§ TASK ITEM:
The required answer is an exact copy of the lines from the one containing "Can you see the gray" to the end of the listing, both included, without any pictures.
- Opening Delimiter -
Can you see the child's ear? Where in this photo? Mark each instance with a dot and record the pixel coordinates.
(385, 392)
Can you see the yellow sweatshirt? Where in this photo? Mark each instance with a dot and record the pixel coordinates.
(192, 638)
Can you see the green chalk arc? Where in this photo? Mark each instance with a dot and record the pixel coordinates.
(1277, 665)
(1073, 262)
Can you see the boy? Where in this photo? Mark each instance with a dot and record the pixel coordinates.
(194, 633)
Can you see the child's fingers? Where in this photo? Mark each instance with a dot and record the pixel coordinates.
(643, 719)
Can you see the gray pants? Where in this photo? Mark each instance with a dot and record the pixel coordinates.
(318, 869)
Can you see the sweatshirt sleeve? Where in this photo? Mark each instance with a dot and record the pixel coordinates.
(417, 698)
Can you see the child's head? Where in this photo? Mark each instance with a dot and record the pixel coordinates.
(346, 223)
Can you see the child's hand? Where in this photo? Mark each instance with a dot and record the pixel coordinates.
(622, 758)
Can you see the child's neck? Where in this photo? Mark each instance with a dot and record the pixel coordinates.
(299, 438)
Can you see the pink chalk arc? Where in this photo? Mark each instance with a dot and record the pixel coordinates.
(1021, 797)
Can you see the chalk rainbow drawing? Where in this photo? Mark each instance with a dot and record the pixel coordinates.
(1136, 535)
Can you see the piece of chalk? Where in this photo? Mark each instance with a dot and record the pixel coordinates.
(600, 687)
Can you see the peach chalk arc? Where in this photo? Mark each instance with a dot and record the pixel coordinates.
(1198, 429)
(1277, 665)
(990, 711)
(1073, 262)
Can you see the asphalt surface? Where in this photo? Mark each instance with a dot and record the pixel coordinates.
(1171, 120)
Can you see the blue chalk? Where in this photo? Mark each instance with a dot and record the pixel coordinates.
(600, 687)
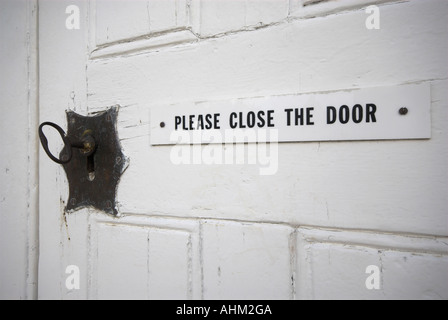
- Closing Delimiter -
§ SOLUTION:
Can you see the gray pants? Where in this photo? Mark each instance with a dot and record the pixel coordinates.
(318, 869)
Can you see the sweatshirt sleeve? Where in this photo? Mark each instance with a dot and record the pixel coordinates.
(417, 698)
Can you see the child's head? Where in this photo? Mark each instance with a dot and record the pixel coordinates.
(346, 223)
Can you see the child's hand? Where in this photo? Mark each instance with a dot and record the pixel coordinates.
(622, 758)
Can you see the child's neck? Where in this photo? Mark each instance with a dot and record the pixel coordinates.
(299, 438)
Can you see the pink chalk arc? Where in this photo? Mark each instance with a dot and record the pixel coordinates.
(1021, 797)
Can you see the chalk rainbow drawing? Where in this photo? Mark each instance with a dot and record the pixel coordinates.
(1136, 535)
Can you see the piece of chalk? Where in this photo? Mark each instance with a dot and record the pixel coordinates.
(600, 687)
Can you see the peach chalk arc? Where in this photo? Mark each instance with a dot and record the pixel coordinates.
(1198, 429)
(1277, 665)
(990, 711)
(1073, 262)
Can you see the asphalt surface? Where in this photo? Mark each instance with a dot and record the pixel coordinates.
(1171, 120)
Can you see the blue chalk? Where in this photo? Mark each instance with a dot and record the pixel coordinates.
(600, 687)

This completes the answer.